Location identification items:
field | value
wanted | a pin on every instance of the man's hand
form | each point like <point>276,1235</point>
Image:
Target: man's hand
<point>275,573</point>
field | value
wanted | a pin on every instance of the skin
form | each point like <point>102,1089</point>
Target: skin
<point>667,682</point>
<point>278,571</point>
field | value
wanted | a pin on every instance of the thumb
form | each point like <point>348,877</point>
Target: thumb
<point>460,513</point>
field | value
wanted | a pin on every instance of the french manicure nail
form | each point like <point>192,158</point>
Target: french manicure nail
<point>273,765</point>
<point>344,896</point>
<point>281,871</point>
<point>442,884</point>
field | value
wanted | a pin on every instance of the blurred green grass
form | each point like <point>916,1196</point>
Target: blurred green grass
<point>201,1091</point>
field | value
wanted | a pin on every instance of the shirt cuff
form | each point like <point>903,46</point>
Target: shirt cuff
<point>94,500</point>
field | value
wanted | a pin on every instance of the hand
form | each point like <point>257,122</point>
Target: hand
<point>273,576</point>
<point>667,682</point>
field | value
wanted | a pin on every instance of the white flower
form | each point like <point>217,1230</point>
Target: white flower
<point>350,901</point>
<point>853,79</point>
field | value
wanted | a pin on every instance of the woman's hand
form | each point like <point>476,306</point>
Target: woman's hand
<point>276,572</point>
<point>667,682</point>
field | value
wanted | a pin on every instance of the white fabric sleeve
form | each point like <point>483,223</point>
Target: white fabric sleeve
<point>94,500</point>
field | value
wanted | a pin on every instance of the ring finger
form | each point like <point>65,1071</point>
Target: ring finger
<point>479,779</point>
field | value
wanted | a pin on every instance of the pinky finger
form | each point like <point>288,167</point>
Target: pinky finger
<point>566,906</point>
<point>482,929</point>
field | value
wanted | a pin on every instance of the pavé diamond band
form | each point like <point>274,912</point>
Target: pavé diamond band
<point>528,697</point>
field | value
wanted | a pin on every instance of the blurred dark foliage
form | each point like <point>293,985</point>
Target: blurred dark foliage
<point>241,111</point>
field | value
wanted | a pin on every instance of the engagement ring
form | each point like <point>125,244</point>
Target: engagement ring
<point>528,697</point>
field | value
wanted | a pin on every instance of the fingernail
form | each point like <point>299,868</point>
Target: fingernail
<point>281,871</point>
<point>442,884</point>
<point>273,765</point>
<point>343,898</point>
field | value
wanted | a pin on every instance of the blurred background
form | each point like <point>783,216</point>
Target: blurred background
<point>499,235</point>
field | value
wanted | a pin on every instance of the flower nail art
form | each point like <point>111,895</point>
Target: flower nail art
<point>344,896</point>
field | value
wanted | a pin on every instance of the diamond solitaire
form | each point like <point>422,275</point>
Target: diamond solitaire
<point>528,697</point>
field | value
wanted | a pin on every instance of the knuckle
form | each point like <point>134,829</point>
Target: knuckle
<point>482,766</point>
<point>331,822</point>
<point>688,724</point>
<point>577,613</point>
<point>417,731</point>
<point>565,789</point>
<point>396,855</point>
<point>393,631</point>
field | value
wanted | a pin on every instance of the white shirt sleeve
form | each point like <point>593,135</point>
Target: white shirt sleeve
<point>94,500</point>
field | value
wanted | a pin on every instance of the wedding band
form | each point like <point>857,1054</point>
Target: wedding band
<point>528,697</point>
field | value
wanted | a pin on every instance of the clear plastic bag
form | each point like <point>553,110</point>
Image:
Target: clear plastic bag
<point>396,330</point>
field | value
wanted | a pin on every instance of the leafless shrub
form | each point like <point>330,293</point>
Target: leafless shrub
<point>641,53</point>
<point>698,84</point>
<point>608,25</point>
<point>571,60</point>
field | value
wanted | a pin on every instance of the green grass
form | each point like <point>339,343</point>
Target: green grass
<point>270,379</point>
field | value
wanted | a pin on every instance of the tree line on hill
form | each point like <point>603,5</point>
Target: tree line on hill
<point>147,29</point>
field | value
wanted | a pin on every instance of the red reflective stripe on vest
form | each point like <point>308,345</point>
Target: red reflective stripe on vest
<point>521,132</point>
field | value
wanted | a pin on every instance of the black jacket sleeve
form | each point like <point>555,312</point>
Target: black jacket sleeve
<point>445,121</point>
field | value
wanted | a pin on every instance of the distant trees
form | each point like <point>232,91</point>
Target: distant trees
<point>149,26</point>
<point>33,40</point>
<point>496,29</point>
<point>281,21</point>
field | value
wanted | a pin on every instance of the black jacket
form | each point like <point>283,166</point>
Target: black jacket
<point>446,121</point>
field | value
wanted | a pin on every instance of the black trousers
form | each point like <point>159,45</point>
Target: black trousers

Your objective: Print the material above once more, exactly.

Solution to the problem:
field | value
wanted | a pin on every instance of the man's hand
form | each point like <point>276,1235</point>
Image:
Target: man's hand
<point>275,573</point>
field | value
wanted | a pin on every instance of the skin
form | each point like <point>102,1089</point>
Target: skin
<point>667,682</point>
<point>278,571</point>
field | value
wanted | a pin on every instance of the thumb
form | each point like <point>348,877</point>
Target: thumb
<point>460,513</point>
field | value
wanted | a pin on every instance of the french manicure nail
form | each point like <point>192,158</point>
Target: french manicure nail
<point>273,765</point>
<point>344,896</point>
<point>281,871</point>
<point>442,884</point>
field | value
wanted | a pin on every instance of the blurred green grass
form | each point like <point>916,1196</point>
Target: blurred green grass
<point>201,1091</point>
field | value
wanted | a pin on every instance of the shirt cuff
form | each point like <point>903,46</point>
Target: shirt cuff
<point>94,500</point>
field | value
wanted | a pin on every instance of the hand
form | each point like <point>257,122</point>
Target: hand
<point>273,576</point>
<point>667,682</point>
field | value
wanted | a pin on every instance of the white flower
form | each point like <point>217,1230</point>
Target: white flower
<point>350,901</point>
<point>853,79</point>
field | value
wanted | a pin on every instance of the woman's hand
form | each point like <point>476,306</point>
Target: woman's hand
<point>276,572</point>
<point>667,682</point>
field | value
wanted | a pin on every instance of the white fabric sleeve
form | each point like <point>483,223</point>
Target: white fabric sleeve
<point>94,500</point>
field | value
wanted | a pin on every instance of the ring finger
form | each point like <point>65,1071</point>
Target: ring finger
<point>479,779</point>
field | value
wanted | a pin on every instance of the pinky finger
form | each point like <point>288,167</point>
Target: pinky finger
<point>566,906</point>
<point>482,929</point>
field | value
wanted | a pin on every instance of the pavé diamond band
form | each point like <point>274,912</point>
Target: pavé diamond band
<point>528,697</point>
field | value
wanted | a pin on every instance of the blurred dark foliage
form | each point like <point>293,985</point>
Target: blurred dark foliage
<point>241,111</point>
field | value
wanted | a pin on every instance of the engagement ring
form | each point like <point>125,244</point>
Target: engagement ring
<point>528,697</point>
field | value
wanted | a pin on every instance of the fingernail
form | each point like <point>299,868</point>
Target: fingernail
<point>281,871</point>
<point>442,884</point>
<point>273,765</point>
<point>343,898</point>
field | value
wanted | a pin on every instance of the blurred background
form | each point like <point>783,216</point>
Target: blurred background
<point>499,235</point>
field | value
wanted | a pin on every instance of the flower nail art
form | each point like <point>111,895</point>
Target: flower nail art
<point>344,896</point>
field | value
wanted | a pin on every instance of the diamond solitaire
form | each point like <point>422,275</point>
Target: diamond solitaire
<point>528,697</point>
field | value
wanted | a pin on every instance of the knuckle
form | each point like <point>134,829</point>
Target: knuckle
<point>482,766</point>
<point>331,822</point>
<point>688,724</point>
<point>577,613</point>
<point>417,731</point>
<point>565,789</point>
<point>396,855</point>
<point>393,631</point>
field | value
wanted | a pin on every instance of the white shirt sleeve
form | each point like <point>593,135</point>
Target: white shirt sleeve
<point>94,500</point>
field | value
wanted | a pin on every instance of the wedding band
form | each point like <point>857,1054</point>
Target: wedding band
<point>528,697</point>
field | value
wanted | a pin on every instance of the clear plastic bag
form | each point like <point>553,110</point>
Image:
Target: clear plastic bag
<point>396,330</point>
field | value
wanted | a pin on every instance of the leafless shrub
form | each point like <point>330,293</point>
Target: leafless shrub
<point>641,53</point>
<point>698,84</point>
<point>608,25</point>
<point>571,60</point>
field | value
wanted | a pin on every instance of the green grass
form | each point like <point>339,343</point>
Target: green grass
<point>270,379</point>
field | value
wanted | a pin on every instance of the tree line on hill
form | each point like <point>603,5</point>
Target: tree line on hill
<point>147,29</point>
field | value
wanted | a pin on every instance of the red reflective stripe on vest
form | each point like <point>308,345</point>
Target: red reflective stripe on vest
<point>521,132</point>
field | value
wanted | a pin on every instance of the black jacket sleeve
form | each point like <point>555,312</point>
Target: black jacket sleeve
<point>445,121</point>
field | value
wanted | a pin on every instance of the distant trees
form | each point like <point>232,91</point>
Target: distant trees
<point>149,26</point>
<point>33,40</point>
<point>496,29</point>
<point>281,21</point>
field | value
wanted | a pin on every instance of the black jacket
form | each point like <point>283,166</point>
Target: black jacket
<point>446,121</point>
field | value
wanted | a pin on every instance of the black trousers
form | each point like <point>159,45</point>
Target: black trousers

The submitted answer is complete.